İlyas
Coşkun
Gündemin
baş aktörü bir süredir koronavirüsü salgını. Salgının insan sağlığına
yönelttiği tehdidin altını çizen yetkililer, alınması gereken önlemleri her
fırsatta hatırlatılıyor. Salgının dünya ekonomisine olası etkileri ise biraz
daha kısık sesle tartışılıyor. Tedarik ağları ile birbirine bağlı dünya ekonomisinin
bu süreçten yara almadan çıkmasını kimse beklemiyor.
Doç.
Dr. Ümit Akçay, küresel ekonominin bir kriz içinde olduğunu ifade ederken[1], Prof. Dr. Aziz Konukman
salgının dünya ekonomisinde yarattığı tahribatın etkilerini, “kapitalizmin sürdürülüp
sürdürülemeyeceği” tartışmasını dahi açacağını öngörüyor[2]. OECD, salgın nedeniyle
dünya ekonomisindeki büyümenin 2009’dan bugüne en düşük seviyede
gerçekleşeceğini tahmin ederken[3], Dünya Seyahat ve Turizm
Konseyi’nin (WTTC) hesaplamasına göre salgın, turizm ve seyahat sektöründe toplamda
50 milyon kişiyi işsiz bırakabilir[4]. İmalat sektörlerinde de
durum iç açıcı değil. Birçok otomobil devi Avrupa’daki tesislerinde üretime ara
verdiğini duyururken Türkiye’de ise önce Ford Otosan sonra da Toyota ve Honda
üretimlerine ara verdiklerini açıkladı[5].
Haliyle
salgına yönelik otoritelerin ilan ettiği tıbbi önlemler ve işyerlerinin bu tedbirler
kapsamında denetlenmesi isteği çok önemli olmakla birlikte, salgının neden olduğu
ekonomik daralmanın işçiler üzerindeki yükünü hafifletecek bir acil talep
listesinin hazırlanması da bu dönemde önem arz ediyor.
Geçtiğimiz
günlerde Cumhurbaşkanı’nın açıkladığı ‘Ekonomik İstikrar Kalkanı’ ise
çalışanların beklentisini karşılamaktan çok uzak. Zira paketle ilgili yapılan
haberlerde sadece işveren örgütü temsilcilerinin yorumlarını ve memnuniyet
açıklamalarını görmemiz, işçiler adına somut ve sevindirici bir önlemin pakette
yer alınmadığına güçlü bir işaret[6].
Salgına
Karşı Sendikaların Tavrı
Acil
talep listesinin hazırlanmasında elbette sendikaların rolü ve yapabilecekleri
belirleyici olacak. İşsizliğin, güvencesizliğin, kayıt dışı çalışmanın yüksek
olduğu, iş cinayetlerinin gündemden düşmediği ülkemizde örgütlü bir güç olarak sendikaların
söyledikleri ve söylemedikleri, salgının faturasının emekçilere yansımasını
tartışmasız belirleyecek.
Bu
anlamda aşağıda paylaştığımız bir dizi örnek, Türkiye’deki sendikalar için bir
kalkış noktası olabilir.

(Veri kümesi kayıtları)
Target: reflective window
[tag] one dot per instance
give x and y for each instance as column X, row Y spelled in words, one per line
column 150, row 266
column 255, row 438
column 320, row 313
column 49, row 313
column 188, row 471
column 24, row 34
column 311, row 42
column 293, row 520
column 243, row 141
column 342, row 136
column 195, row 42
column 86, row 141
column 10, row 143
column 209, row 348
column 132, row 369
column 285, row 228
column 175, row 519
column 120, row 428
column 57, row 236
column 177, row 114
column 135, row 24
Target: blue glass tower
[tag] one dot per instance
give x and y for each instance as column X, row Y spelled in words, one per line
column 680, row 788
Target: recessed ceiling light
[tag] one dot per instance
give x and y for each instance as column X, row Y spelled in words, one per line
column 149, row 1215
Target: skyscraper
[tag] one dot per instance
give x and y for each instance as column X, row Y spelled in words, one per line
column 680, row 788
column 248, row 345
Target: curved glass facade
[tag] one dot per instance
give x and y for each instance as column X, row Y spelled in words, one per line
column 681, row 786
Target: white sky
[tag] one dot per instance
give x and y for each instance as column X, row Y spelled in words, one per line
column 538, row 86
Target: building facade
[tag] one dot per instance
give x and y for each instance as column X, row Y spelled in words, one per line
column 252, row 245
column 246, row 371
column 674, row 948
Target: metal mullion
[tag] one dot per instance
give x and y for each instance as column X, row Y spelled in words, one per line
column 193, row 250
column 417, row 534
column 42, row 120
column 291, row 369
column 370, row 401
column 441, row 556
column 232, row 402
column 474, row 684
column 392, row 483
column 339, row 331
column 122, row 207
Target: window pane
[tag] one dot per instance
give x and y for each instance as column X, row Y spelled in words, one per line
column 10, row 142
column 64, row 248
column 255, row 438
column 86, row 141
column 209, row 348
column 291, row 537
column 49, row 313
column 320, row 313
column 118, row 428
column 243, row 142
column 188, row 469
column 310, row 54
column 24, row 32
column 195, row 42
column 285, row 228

Görevler
a – Salgının ekonomik etkilerine dair metinde "Doç. Dr. Ümit Akçay" sözleriyle başlayan paragrafı, temel bilgilerini koruyarak kısa bir madde listesine dönüştürün.
b – Salgının ekonomik etkilerine dair metinde "Dr. Ümit Akçay, küresel" ile "ara verdiklerini açıkladı[5]." arasındaki kısmı, her ikisi de dahil olmak üzere, "otomobil devi" ifadesini "otomobil üreticisi" olarak değiştirerek yeniden yazın.

Görevlerin Çözümleri
a –
- Doç. Dr. Ümit Akçay, küresel ekonominin kriz içinde olduğunu belirtiyor.
- Prof. Dr. Aziz Konukman, salgının dünya ekonomisindeki tahribatının "kapitalizmin sürdürülüp sürdürülemeyeceği" tartışmasını dahi açacağını öngörüyor.
- OECD, dünya ekonomisindeki büyümenin 2009'dan bu yana en düşük seviyede gerçekleşeceğini tahmin ediyor.
- Dünya Seyahat ve Turizm Konseyi'ne (WTTC) göre salgın, turizm ve seyahat sektöründe toplam 50 milyon kişiyi işsiz bırakabilir.
- İmalat sektörlerinde de durum iç açıcı değil. Birçok otomobil devi Avrupa'daki tesislerinde üretime ara veriyor. Türkiye'de ise önce Ford Otosan, ardından Toyota ve Honda üretime ara verdi.

b –
Dr. Ümit Akçay, küresel ekonominin bir kriz içinde olduğunu ifade ederken[1], Prof. Dr. Aziz Konukman
salgının dünya ekonomisinde yarattığı tahribatın etkilerini, “kapitalizmin sürdürülüp
sürdürülemeyeceği” tartışmasını dahi açacağını öngörüyor[2]. OECD, salgın nedeniyle
dünya ekonomisindeki büyümenin 2009’dan bugüne en düşük seviyede
gerçekleşeceğini tahmin ederken[3], Dünya Seyahat ve Turizm
Konseyi’nin (WTTC) hesaplamasına göre salgın, turizm ve seyahat sektöründe toplamda
50 milyon kişiyi işsiz bırakabilir[4]. İmalat sektörlerinde de
durum iç açıcı değil. Birçok otomobil üreticisi Avrupa’daki tesislerinde üretime ara
verdiğini duyururken Türkiye’de ise önce Ford Otosan sonra da Toyota ve Honda
üretimlerine ara verdiklerini açıkladı[5].